Set task
Reproduce the line that holds "The component shall place one marker per instance of the pink" together with all the lines after it up to the end of the entries.

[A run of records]
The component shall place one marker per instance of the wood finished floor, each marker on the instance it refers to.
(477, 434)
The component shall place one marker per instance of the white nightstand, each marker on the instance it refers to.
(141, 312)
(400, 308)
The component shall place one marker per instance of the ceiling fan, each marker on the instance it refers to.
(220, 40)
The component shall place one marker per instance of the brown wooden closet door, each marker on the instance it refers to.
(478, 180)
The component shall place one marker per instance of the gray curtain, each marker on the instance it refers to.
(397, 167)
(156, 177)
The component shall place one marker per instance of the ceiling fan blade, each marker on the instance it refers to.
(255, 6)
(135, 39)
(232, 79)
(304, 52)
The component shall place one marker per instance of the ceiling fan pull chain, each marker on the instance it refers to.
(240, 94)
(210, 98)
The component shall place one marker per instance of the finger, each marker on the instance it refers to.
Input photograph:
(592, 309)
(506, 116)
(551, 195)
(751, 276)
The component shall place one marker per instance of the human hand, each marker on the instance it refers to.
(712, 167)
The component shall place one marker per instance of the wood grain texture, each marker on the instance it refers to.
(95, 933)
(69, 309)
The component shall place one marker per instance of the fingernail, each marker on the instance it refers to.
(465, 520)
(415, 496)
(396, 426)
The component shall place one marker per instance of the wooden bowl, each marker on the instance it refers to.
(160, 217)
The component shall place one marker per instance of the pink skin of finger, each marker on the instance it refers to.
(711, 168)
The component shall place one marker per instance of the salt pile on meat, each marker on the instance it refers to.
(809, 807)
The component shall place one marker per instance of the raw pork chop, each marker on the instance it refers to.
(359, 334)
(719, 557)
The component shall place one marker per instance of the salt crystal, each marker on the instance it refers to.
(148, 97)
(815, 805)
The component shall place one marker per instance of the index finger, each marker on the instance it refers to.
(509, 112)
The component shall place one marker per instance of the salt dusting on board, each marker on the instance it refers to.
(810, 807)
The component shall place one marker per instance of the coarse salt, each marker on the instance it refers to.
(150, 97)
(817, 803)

Finished task
The component shall place one marker per instance of the pink skin of finger, each marker on the instance it refers to.
(711, 168)
The component shall place one marker per instance of the salt pile on meat, each marker on the instance it refers to.
(809, 807)
The component shall place one marker per instance of the raw pork chop, each marker on the instance it refers to.
(359, 334)
(719, 557)
The component shall place one marker per instance of the salt crystal, each marker on the instance it refers to.
(148, 97)
(815, 805)
The component shall place one marker per instance of the index finger, each marker on the instance it refers to.
(509, 112)
The component shall place one marker per instance of the salt dusting on board, each marker on the instance it refers to.
(810, 807)
The component shall place one marker per instance of the coarse salt, each marker on the instance it refers to.
(150, 97)
(817, 803)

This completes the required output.